═════ TRECHO DO DOCUMENTO ═════

Velhos Aforismos.
(por Antonio Samarone)
"A vida é breve, a arte é longa, a ocasião fugidia, a experiência enganosa e o julgamento difícil," é um conhecido aforismo de Hipócrates. Aliás, esquecido pelos médicos.
Os aforismos são sentenças que abreviam uma sabedoria, são verdades comprovadas pela vida.
Nesse processo de recuperação da memória, lembrei-me de um aforismo aprendido na infância: “Viver é enterrar os amigos”.
Pegar na alça do caixão e acompanhá-lo até a sepultura, é a prova final e definitiva da amizade. Uma solidariedade sem recompensa.
Esse aforismo é da lavra de Miguel Fagundes, um personagem itabaianense que nunca perdeu um sepultamento. Pegou na alça do caixão de muita gente. A contrapartida foi, ser o seu sepultamento, o maior da história da Villa de Santo Antonio e Almas de Itabaiana.
Deixei de enterrar muitos amigos! Deixei de viver por conta da Pandemia.
Concordo com Machado de Assis: “A morte é séria e não admite ironias.” Mas não estou com ironias. Fiz um levantamento criterioso: numa relação aleatória de 370 pessoas que eu conhecia em Itabaiana, há meio século, 217 já morreram, 73 eu perdi de vista, não sabendo o destino, e somente 80 estão vivas.

═════

APLICANDO A LEITURA →
1/ Na crônica sobre velhos aforismos, a quem se atribui o aforismo "Viver é enterrar os amigos"?
2/ Devolva sem alterações o trecho da crônica sobre velhos aforismos que vai de "Pegar na alça" até "Almas de Itabaiana.", incluindo este último.
3/ Leve adiante a crônica sobre velhos aforismos, começando logo depois da última frase mostrada.

═════ DADOS BRUTOS ═════

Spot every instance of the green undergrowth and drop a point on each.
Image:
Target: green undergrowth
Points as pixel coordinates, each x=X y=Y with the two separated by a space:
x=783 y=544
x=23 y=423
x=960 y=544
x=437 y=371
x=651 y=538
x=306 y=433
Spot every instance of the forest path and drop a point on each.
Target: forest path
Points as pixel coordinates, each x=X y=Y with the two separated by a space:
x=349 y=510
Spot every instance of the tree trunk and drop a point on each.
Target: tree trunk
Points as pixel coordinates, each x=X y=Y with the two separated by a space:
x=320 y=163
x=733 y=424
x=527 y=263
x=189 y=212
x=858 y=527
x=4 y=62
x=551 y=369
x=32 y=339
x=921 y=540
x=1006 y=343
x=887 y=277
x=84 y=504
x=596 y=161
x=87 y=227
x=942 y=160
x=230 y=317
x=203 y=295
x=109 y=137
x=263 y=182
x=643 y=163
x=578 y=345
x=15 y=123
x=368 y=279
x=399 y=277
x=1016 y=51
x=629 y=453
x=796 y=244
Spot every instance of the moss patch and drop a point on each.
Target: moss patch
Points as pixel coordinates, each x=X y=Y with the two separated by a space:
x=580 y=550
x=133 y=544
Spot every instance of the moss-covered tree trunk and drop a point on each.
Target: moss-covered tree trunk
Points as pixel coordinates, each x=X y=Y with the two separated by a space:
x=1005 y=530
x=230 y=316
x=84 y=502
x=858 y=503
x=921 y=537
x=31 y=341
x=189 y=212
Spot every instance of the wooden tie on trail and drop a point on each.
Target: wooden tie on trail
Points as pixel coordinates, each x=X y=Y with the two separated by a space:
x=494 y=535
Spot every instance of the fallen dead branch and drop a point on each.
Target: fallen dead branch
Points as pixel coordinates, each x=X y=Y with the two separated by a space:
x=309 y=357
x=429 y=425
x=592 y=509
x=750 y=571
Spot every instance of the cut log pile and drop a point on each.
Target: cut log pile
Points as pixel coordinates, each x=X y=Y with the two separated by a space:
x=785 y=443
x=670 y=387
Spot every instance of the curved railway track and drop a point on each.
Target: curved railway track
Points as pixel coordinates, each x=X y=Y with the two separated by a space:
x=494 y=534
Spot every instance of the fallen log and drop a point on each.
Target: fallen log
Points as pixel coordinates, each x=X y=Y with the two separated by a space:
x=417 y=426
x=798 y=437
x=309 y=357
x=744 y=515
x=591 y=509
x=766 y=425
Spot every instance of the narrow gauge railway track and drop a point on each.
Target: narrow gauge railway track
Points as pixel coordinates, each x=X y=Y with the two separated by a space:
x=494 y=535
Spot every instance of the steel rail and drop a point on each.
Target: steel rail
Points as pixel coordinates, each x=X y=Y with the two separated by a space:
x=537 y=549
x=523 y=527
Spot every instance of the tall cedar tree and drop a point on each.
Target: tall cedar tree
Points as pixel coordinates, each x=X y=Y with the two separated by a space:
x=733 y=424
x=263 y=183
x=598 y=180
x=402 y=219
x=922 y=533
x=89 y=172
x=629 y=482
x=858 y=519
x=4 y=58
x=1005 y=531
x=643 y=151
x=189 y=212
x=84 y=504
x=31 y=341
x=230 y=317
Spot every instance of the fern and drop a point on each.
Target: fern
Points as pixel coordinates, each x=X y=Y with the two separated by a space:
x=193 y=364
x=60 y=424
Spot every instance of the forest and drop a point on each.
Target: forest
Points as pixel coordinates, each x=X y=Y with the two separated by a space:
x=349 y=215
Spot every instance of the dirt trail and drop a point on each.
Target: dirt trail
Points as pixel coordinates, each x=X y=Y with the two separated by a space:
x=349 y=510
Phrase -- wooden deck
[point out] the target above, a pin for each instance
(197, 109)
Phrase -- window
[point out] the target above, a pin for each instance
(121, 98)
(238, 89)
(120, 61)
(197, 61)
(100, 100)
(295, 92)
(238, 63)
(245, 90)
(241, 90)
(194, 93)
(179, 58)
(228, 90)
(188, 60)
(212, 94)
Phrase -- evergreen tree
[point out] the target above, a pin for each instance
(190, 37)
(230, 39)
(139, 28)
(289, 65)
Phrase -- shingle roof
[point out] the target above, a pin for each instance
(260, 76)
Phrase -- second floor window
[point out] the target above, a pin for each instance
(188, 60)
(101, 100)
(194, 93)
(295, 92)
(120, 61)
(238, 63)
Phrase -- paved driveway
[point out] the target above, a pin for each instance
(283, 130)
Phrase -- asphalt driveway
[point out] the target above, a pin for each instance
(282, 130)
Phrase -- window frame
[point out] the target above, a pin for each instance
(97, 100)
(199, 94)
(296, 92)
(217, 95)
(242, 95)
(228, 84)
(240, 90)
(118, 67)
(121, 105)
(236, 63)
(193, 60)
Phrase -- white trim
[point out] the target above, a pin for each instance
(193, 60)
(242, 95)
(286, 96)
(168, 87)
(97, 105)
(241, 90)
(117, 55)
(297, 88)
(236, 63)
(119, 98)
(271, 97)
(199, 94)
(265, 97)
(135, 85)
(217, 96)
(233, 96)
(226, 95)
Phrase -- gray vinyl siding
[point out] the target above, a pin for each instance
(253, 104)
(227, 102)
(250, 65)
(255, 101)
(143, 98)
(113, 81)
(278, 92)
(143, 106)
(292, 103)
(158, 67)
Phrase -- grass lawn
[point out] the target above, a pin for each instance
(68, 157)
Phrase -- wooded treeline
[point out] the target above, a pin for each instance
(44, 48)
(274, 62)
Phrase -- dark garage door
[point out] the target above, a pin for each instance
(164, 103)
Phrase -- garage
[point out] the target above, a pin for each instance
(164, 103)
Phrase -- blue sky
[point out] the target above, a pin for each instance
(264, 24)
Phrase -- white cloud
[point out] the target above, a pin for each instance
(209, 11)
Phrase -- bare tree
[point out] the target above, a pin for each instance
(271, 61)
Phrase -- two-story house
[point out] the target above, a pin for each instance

═════

RESPOSTAS EM SEQUÊNCIA →
1/ A Miguel Fagundes, um personagem itabaianense.

2/
Pegar na alça do caixão e acompanhá-lo até a sepultura, é a prova final e definitiva da amizade. Uma solidariedade sem recompensa.
Esse aforismo é da lavra de Miguel Fagundes, um personagem itabaianense que nunca perdeu um sepultamento. Pegou na alça do caixão de muita gente. A contrapartida foi, ser o seu sepultamento, o maior da história da Villa de Santo Antonio e Almas de Itabaiana.

3/
Vivas, é o jeito otimista de dizer, pois uma fração já está com o pé na cova.
Uma das queixas da Pandemia foi essa proibição de enterrar os meus mortos. O fim dos velórios. A Pandemia estreitou a condição humana.
Recebemos este pomposo nome de “Ser Humano”, porque enterramos os mortos.
“Inumar” (inhumare) é enterrar e “exumar” (exhumare) é desenterrar. Portanto, distintos mortais, humanos (humare) são aqueles que enterram os seus mortos. O esquecido aforismo de Miguel Fagundes está certo.
Cientificamente somos Homo sapiens. A nomenclatura “Homo” é recente, somente em 1758, Lineu dá vida ao seu Systema Naturae, que até hoje vigora nos estudos biológicos. O “sapiens!” é por conta da nossa pretensão desmedida.
O aforismo de Miguel Fagundes – “Viver é enterrar os amigos”, é mais profundo do que ele pensava.